* THE DATA *
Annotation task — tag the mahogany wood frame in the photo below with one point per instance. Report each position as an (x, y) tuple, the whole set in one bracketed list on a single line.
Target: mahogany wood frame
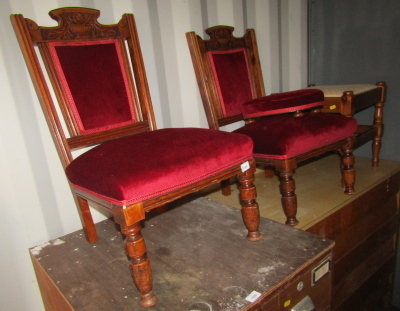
[(221, 38), (29, 35), (349, 103)]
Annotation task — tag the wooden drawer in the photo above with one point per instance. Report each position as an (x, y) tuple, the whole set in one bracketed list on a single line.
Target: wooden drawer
[(365, 233)]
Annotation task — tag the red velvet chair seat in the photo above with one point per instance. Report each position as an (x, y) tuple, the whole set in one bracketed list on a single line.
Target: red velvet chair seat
[(283, 103), (174, 158), (284, 136)]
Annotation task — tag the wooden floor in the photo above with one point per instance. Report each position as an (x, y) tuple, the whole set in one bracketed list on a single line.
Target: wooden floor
[(318, 189)]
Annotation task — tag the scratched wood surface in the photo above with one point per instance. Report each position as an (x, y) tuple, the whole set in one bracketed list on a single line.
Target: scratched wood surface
[(200, 258)]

* YOUR INSTRUCTIONS *
Look over the listing and return each line that holds "instance".

* WRITTEN RESPONSE *
Annotation task — tag the mahogany wood frame in the photo below with one point per instance. Report each position as an (x, y) tuple, the whole set in one bracketed list on a single line.
Annotation task — tag the wooden drawer in the photo above with one point per instance. Report each position as an (x, y) tuple, the whole set in one bracketed list on a single line.
Annotation task — tag the red velvet chair seat in the photo above with one point per instance. Report each position as an (x, y) tuple, the whole set in one bracketed list on a single line.
Annotation task — tag the wooden floor in the photo above with one point per instance. Report each position as an (x, y) tuple, the whole set in one bracketed list on a single line.
Annotation task — tag the scratched wood surface in the photo above with one point per instance. Report each position as an (x, y) tuple, the whole set in one bracketed list on a single line.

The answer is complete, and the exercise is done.